Reproduce the following lines word for word, covering every item.

A run of records:

——

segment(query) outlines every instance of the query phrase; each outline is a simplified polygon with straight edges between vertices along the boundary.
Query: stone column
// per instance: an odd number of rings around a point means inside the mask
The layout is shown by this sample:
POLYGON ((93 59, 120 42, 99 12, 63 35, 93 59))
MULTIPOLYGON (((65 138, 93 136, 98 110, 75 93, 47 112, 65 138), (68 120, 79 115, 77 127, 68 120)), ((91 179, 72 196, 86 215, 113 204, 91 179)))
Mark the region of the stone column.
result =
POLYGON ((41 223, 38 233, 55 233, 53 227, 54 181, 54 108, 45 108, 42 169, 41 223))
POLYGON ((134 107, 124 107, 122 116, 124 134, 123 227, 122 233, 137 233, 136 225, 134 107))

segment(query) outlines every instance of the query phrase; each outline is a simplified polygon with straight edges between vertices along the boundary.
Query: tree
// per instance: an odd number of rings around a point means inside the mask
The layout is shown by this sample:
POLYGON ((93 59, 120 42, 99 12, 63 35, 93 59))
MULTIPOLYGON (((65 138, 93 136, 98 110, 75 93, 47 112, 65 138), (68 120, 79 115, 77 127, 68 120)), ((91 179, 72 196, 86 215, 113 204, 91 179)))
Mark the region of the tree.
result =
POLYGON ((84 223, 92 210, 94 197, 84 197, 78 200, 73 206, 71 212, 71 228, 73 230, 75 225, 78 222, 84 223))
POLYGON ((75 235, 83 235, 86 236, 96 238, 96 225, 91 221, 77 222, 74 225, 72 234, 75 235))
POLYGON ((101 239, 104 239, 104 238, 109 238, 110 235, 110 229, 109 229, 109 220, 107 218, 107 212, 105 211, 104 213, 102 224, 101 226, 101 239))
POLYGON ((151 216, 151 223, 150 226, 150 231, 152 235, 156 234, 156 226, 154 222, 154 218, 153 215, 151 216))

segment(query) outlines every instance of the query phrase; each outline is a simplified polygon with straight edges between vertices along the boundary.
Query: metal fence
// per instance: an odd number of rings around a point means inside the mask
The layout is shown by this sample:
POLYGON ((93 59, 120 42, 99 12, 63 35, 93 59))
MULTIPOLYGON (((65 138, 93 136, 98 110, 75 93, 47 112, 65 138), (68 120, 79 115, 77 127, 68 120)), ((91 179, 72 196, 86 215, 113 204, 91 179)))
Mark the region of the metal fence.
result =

——

Full solution
segment(query) outlines every instance of the query phrase; each outline is a simplified polygon with straight edges between vertices along the boundary.
Query: stone column
// per instance: an odd number of rings around a point means inside the mask
The layout is shown by this sample:
POLYGON ((93 59, 120 42, 99 12, 63 35, 93 59))
MULTIPOLYGON (((65 138, 93 136, 98 110, 75 93, 47 112, 65 138), (68 120, 79 115, 77 127, 68 120)), ((91 179, 72 196, 86 215, 113 204, 91 179)))
Mark the region of the stone column.
result =
POLYGON ((41 223, 38 233, 55 233, 53 227, 54 181, 54 108, 45 108, 42 169, 41 223))
POLYGON ((134 107, 124 107, 122 116, 124 134, 123 227, 122 233, 137 233, 136 225, 134 107))

segment(query) outlines every instance of the query phrase; each outline is a simplified polygon with straight edges between vertices along the boundary.
Query: tree
// per instance: an odd number of rings around a point means inside the mask
The layout is shown by this sample:
POLYGON ((93 59, 120 42, 99 12, 63 35, 93 59))
MULTIPOLYGON (((65 138, 93 136, 98 110, 75 93, 47 112, 65 138), (68 120, 79 115, 77 127, 68 120)), ((91 179, 72 196, 86 215, 113 204, 91 179)))
Mark the region of the tree.
result =
POLYGON ((84 223, 92 210, 94 197, 84 197, 78 200, 73 206, 71 212, 71 228, 73 230, 75 225, 78 222, 84 223))
POLYGON ((75 235, 83 235, 86 236, 96 238, 96 225, 91 221, 77 222, 74 225, 72 234, 75 235))
POLYGON ((101 239, 104 239, 104 238, 109 238, 110 235, 110 229, 109 229, 109 220, 107 218, 107 212, 105 211, 104 213, 102 224, 101 226, 101 239))
POLYGON ((151 216, 151 223, 150 226, 150 231, 152 235, 156 234, 156 226, 154 222, 154 218, 153 215, 151 216))

segment(query) outlines every instance of the query phrase; each outline is a simplified polygon with straight edges between vertices along the boundary.
Query: metal fence
// per instance: an odd number of rings around a point means inside the mask
The layout is shown by this sample:
POLYGON ((93 59, 120 42, 99 12, 63 35, 93 59))
MULTIPOLYGON (((65 138, 93 136, 98 110, 75 93, 47 112, 65 138), (68 120, 79 115, 77 127, 68 120)), ((91 179, 72 196, 86 215, 113 204, 91 179)))
Mark the region of the metal fence.
result =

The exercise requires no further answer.